> _TRY IT_
One number is the whole answer: how many lines of the material hold "below".

> _MATERIAL PROVIDED_
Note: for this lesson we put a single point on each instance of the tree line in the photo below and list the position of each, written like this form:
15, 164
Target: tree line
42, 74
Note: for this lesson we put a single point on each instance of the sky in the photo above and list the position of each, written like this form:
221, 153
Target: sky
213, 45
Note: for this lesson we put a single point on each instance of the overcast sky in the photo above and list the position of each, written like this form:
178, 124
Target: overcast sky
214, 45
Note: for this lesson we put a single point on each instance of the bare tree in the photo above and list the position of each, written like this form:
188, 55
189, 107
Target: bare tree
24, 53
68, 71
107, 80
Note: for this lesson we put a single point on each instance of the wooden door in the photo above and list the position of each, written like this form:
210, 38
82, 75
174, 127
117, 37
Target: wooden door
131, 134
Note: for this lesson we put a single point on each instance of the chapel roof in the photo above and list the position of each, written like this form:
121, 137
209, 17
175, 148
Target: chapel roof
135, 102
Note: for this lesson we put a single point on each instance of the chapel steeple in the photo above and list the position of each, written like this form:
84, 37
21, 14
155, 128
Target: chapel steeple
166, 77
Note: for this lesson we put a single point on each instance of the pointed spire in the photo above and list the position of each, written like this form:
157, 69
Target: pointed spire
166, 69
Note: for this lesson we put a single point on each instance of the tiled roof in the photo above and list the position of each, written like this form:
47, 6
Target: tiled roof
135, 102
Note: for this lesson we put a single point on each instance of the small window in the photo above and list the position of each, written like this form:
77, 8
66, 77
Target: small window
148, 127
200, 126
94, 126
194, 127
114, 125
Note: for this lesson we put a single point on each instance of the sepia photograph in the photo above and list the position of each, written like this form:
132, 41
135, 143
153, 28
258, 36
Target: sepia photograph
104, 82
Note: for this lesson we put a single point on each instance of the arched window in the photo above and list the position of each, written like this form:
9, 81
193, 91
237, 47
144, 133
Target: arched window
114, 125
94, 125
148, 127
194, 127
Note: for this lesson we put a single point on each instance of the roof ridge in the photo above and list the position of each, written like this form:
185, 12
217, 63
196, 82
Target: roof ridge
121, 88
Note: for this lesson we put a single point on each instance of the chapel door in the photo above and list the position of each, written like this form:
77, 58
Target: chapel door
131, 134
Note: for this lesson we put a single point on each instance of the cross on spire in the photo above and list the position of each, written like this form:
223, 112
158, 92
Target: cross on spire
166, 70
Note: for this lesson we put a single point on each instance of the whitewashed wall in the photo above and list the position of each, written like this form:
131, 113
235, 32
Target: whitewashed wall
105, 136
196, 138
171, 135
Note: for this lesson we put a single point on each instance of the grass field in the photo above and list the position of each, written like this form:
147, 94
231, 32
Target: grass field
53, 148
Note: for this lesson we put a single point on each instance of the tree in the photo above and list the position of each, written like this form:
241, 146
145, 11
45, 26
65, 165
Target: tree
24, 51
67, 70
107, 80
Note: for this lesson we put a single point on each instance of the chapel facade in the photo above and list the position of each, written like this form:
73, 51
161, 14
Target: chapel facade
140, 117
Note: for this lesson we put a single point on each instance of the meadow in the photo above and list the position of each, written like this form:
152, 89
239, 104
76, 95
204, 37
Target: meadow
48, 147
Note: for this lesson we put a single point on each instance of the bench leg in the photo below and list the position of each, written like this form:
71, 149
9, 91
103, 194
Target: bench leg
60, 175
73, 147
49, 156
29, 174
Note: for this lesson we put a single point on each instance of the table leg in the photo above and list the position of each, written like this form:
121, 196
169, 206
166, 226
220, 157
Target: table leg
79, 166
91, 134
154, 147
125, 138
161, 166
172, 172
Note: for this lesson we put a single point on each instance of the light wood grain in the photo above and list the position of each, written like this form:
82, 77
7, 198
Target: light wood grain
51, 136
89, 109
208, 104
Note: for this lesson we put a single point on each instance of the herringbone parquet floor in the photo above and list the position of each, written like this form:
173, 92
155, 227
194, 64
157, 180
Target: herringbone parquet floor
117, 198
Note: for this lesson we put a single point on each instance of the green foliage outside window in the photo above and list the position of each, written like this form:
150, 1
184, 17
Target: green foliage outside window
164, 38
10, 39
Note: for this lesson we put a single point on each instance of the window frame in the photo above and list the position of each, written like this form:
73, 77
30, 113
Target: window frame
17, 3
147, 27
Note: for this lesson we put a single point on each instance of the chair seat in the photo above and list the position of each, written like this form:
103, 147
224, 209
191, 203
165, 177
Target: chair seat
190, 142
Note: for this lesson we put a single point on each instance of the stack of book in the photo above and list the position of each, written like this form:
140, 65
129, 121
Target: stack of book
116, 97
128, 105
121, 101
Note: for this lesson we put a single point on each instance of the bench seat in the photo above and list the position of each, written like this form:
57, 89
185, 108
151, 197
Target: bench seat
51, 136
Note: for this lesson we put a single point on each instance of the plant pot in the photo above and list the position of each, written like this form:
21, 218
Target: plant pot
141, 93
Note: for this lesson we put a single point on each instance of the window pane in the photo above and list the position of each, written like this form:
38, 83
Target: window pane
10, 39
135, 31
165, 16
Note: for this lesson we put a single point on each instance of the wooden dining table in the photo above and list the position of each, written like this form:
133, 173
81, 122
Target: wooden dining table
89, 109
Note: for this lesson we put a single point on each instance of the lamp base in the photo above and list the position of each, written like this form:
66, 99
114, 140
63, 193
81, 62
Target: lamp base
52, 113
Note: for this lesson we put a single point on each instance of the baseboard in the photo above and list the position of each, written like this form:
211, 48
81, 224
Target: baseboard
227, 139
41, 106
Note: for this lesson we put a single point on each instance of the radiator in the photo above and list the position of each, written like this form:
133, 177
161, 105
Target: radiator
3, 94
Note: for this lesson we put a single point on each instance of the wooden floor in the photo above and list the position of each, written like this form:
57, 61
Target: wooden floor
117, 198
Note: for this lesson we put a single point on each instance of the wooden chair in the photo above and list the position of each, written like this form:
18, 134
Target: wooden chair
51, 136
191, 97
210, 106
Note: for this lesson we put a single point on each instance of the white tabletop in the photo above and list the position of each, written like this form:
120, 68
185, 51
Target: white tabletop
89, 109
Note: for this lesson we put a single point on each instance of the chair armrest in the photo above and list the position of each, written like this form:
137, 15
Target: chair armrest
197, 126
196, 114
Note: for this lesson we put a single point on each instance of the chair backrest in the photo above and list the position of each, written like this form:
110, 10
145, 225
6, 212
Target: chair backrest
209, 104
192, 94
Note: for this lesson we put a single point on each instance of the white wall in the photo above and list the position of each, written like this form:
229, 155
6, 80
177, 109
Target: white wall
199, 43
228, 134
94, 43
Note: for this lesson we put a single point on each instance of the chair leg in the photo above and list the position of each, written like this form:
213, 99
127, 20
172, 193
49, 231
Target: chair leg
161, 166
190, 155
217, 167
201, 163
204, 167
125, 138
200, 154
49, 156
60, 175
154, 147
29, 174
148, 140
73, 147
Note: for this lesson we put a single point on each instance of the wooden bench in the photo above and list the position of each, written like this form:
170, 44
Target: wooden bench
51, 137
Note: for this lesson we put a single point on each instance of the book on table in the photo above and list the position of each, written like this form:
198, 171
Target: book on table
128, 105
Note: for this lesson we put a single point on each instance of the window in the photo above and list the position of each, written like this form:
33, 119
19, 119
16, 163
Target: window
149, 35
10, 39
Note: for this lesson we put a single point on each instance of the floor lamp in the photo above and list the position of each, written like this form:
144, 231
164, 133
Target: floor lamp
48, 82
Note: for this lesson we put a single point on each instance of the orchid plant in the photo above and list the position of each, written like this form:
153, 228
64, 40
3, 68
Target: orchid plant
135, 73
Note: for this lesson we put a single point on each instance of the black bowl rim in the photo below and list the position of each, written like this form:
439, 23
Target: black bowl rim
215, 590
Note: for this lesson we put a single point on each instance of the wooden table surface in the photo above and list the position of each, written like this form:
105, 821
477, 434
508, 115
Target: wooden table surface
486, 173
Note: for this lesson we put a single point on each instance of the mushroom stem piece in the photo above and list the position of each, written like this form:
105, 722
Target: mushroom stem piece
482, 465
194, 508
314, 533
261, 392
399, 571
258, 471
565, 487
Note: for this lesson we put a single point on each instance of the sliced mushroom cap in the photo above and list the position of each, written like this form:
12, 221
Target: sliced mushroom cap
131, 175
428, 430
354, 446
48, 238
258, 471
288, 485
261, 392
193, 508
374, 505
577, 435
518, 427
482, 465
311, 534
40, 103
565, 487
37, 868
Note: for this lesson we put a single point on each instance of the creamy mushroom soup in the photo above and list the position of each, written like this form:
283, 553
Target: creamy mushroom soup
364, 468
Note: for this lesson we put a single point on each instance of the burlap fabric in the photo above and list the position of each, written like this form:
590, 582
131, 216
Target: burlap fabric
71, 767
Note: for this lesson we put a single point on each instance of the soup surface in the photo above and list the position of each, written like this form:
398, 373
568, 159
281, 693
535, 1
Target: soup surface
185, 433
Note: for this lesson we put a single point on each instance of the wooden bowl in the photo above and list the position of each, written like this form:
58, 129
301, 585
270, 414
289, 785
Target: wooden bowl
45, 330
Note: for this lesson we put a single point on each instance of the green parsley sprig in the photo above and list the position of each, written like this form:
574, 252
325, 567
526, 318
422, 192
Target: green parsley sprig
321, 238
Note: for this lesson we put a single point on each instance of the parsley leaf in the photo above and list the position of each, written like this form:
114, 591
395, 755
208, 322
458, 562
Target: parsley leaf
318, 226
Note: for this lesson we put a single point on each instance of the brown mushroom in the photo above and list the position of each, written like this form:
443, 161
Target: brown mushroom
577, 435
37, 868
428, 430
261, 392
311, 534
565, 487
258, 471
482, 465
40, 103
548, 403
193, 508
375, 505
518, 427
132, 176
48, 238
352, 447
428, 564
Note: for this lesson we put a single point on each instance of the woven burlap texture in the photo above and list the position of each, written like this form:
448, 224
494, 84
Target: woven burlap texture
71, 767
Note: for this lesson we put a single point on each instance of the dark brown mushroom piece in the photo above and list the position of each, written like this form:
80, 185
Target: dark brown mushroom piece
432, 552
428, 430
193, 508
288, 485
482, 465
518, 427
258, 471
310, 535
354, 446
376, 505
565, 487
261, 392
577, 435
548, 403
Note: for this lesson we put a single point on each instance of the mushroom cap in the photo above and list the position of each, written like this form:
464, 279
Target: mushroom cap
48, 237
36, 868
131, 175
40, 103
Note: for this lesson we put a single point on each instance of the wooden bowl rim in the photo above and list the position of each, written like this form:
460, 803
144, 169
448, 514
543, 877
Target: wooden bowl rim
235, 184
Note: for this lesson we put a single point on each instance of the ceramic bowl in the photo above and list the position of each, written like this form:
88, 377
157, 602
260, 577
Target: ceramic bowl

> _ANSWER BOX_
3